→ **EXTRACTED INFORMATION**

──────

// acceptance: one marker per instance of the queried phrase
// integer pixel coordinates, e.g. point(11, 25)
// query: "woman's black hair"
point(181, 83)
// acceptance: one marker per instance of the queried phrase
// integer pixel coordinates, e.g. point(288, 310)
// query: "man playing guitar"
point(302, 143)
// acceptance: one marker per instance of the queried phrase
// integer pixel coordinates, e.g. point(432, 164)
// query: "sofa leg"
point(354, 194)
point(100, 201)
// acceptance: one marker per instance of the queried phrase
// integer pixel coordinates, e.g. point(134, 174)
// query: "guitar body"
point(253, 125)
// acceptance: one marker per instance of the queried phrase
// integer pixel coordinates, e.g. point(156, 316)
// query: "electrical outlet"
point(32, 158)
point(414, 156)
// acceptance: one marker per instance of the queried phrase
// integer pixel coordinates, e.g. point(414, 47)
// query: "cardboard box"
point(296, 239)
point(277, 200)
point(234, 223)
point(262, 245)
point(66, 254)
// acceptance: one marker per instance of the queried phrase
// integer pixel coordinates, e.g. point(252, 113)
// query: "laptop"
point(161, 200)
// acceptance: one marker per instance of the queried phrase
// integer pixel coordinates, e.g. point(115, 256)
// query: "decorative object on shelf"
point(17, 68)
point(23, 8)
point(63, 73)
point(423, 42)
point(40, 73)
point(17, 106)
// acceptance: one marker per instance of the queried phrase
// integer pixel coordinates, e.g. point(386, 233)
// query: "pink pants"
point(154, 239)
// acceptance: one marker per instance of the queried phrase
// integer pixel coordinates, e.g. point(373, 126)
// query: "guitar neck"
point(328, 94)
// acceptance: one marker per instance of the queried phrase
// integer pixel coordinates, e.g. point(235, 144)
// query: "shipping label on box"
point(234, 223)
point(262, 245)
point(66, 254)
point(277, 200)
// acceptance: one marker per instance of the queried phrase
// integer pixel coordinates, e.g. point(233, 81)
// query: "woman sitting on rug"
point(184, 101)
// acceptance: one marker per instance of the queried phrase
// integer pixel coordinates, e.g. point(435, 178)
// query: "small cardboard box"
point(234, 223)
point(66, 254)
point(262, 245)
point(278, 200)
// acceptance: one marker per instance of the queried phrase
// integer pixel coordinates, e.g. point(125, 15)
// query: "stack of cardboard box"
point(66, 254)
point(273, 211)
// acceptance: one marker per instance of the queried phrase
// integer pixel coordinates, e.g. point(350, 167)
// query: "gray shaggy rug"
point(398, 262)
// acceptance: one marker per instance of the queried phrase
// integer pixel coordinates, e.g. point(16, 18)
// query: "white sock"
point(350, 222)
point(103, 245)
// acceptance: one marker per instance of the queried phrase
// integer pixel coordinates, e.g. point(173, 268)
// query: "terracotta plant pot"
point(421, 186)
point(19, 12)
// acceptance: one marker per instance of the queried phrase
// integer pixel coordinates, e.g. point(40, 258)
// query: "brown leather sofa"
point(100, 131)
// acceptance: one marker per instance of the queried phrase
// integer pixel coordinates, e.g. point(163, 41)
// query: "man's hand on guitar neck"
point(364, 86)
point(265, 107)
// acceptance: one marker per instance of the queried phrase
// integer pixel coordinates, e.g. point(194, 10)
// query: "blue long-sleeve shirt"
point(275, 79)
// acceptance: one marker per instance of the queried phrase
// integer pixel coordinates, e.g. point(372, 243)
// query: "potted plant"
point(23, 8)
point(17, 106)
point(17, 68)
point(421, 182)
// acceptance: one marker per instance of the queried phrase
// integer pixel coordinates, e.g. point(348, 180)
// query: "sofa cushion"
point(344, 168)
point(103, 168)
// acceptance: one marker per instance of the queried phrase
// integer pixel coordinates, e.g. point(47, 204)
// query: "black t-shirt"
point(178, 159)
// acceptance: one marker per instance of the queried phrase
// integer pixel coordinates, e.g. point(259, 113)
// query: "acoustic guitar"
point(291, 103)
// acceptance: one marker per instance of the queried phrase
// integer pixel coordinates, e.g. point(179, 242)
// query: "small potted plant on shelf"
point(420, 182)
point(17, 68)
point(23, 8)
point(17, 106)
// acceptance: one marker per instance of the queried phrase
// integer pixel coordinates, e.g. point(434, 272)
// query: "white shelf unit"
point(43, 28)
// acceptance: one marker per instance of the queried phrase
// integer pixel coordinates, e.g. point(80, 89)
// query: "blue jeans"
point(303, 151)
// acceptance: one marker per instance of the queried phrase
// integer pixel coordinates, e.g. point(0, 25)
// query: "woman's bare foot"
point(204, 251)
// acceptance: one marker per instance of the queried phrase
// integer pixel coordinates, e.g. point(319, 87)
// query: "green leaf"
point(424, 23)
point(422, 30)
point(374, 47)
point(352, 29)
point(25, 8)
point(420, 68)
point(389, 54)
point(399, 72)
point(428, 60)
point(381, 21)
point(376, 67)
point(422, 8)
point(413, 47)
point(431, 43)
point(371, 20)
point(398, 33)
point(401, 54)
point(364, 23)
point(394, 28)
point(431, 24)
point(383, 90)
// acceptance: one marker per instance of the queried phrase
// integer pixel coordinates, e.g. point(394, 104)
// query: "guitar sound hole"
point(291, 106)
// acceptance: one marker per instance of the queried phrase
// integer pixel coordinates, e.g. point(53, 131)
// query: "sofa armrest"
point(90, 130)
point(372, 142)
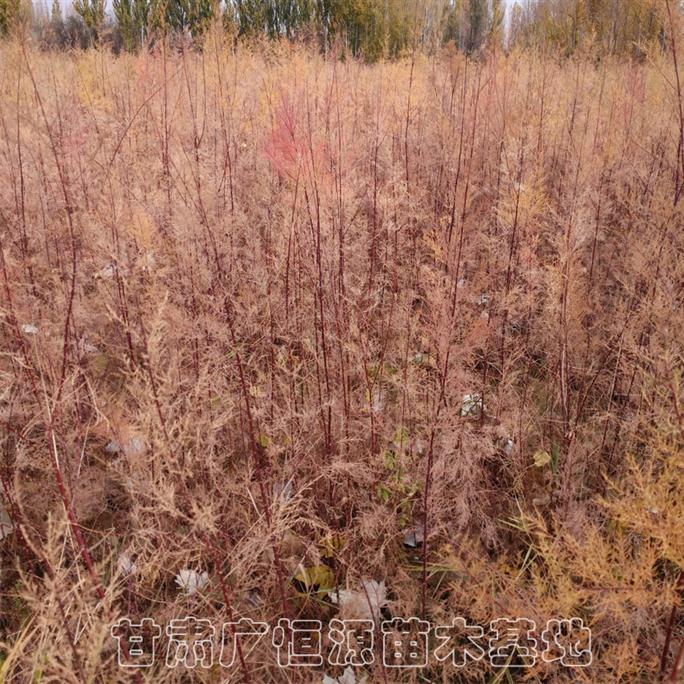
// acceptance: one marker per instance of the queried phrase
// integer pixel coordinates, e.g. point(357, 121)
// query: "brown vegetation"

──────

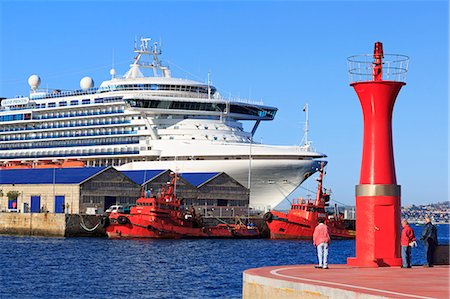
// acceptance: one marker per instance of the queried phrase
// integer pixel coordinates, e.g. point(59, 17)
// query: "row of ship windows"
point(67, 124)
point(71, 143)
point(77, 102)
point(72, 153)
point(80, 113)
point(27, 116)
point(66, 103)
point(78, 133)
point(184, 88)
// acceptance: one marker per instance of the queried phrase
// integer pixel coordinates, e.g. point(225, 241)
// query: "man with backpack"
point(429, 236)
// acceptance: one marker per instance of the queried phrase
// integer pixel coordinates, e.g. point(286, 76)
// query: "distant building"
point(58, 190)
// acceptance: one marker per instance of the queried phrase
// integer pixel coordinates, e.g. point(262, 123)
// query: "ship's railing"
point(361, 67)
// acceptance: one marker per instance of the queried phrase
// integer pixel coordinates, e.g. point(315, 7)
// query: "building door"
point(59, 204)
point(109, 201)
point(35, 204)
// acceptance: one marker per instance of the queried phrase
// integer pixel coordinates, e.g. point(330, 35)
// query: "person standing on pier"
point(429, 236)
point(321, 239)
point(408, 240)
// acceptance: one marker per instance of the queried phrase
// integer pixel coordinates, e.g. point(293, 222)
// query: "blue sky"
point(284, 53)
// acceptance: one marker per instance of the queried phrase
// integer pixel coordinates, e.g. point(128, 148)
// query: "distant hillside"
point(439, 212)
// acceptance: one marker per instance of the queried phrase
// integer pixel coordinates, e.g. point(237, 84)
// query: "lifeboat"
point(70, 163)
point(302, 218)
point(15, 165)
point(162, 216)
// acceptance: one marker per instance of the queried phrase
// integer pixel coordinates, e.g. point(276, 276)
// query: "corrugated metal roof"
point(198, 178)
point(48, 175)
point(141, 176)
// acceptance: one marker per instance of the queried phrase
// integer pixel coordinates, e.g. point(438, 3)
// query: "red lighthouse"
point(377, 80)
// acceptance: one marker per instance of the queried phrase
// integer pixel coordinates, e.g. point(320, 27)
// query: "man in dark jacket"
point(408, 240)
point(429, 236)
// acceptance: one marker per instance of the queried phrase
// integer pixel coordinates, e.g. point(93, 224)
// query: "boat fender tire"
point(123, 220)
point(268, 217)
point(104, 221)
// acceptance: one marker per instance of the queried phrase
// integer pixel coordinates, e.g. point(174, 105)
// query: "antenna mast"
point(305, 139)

──────

→ **EXERCISE AIM**
Retype only the lines above between the line with "e.g. point(115, 256)" and the line with "e.g. point(435, 178)", counting those two lines as well, and keep every character as it is.

→ **THE COMPLETED TASK**
// integer pixel coordinates, e.g. point(115, 256)
// query: "decorative object on shelf"
point(17, 68)
point(23, 8)
point(63, 73)
point(423, 42)
point(40, 73)
point(17, 106)
// acceptance: one marker per instance of the queried phrase
// integer pixel coordinates, e.g. point(386, 233)
// query: "pink pants"
point(154, 239)
// acceptance: one marker per instance of the queried phrase
// integer pixel coordinates, e.g. point(373, 126)
// query: "guitar neck"
point(328, 94)
// acceptance: one marker per instance of the queried phrase
// integer pixel coordinates, e.g. point(235, 144)
// query: "shipping label on box"
point(234, 223)
point(262, 245)
point(66, 254)
point(277, 200)
// acceptance: one marker per instance of the queried phrase
// integer pixel coordinates, e.g. point(233, 81)
// query: "woman sitting on rug"
point(184, 101)
// acceptance: one marker per instance of the queried phrase
// integer pixel coordinates, e.g. point(435, 178)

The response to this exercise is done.